Dataset entries >>
=== Section Start ===

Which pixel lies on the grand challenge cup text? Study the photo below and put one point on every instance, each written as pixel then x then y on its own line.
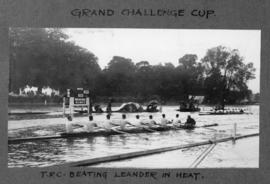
pixel 79 13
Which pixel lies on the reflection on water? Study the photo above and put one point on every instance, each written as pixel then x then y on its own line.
pixel 52 152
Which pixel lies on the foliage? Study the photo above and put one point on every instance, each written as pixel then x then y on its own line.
pixel 45 58
pixel 226 75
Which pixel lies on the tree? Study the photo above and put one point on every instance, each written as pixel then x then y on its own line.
pixel 190 74
pixel 120 75
pixel 43 57
pixel 226 74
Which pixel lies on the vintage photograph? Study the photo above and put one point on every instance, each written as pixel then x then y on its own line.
pixel 133 98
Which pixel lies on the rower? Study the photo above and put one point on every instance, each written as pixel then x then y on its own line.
pixel 108 123
pixel 176 121
pixel 190 123
pixel 164 121
pixel 69 128
pixel 124 122
pixel 150 122
pixel 90 126
pixel 138 122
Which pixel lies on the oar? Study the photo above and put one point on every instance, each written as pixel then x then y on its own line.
pixel 123 132
pixel 146 128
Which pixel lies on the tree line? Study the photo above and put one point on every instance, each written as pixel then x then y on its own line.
pixel 46 58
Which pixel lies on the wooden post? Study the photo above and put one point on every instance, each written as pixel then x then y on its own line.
pixel 234 130
pixel 64 106
pixel 71 106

=== Section End ===

Exercise >> The line containing "Which pixel lies on the rower?" marks where to begin; the last line of the records marks where to stop. Copy both and all between, exactly.

Result of the exercise >>
Which pixel lies on the rower? Study the photo above and put one point on every instance, each written as pixel then x then y on its own line.
pixel 108 123
pixel 176 121
pixel 190 123
pixel 164 121
pixel 69 128
pixel 124 122
pixel 150 122
pixel 90 126
pixel 138 122
Which pixel lies on the oar? Study the photo above and put one point on every instance, each written as pixel then x then y on its own line.
pixel 123 132
pixel 146 128
Which pixel lies on the tree line? Study the photo above and put one point on every instance, each written as pixel then x then y on its own line.
pixel 46 58
Which pixel lies on the wooden post? Study the photo above and put one point on every instance, each written as pixel then x then y on its own line.
pixel 234 130
pixel 64 106
pixel 71 106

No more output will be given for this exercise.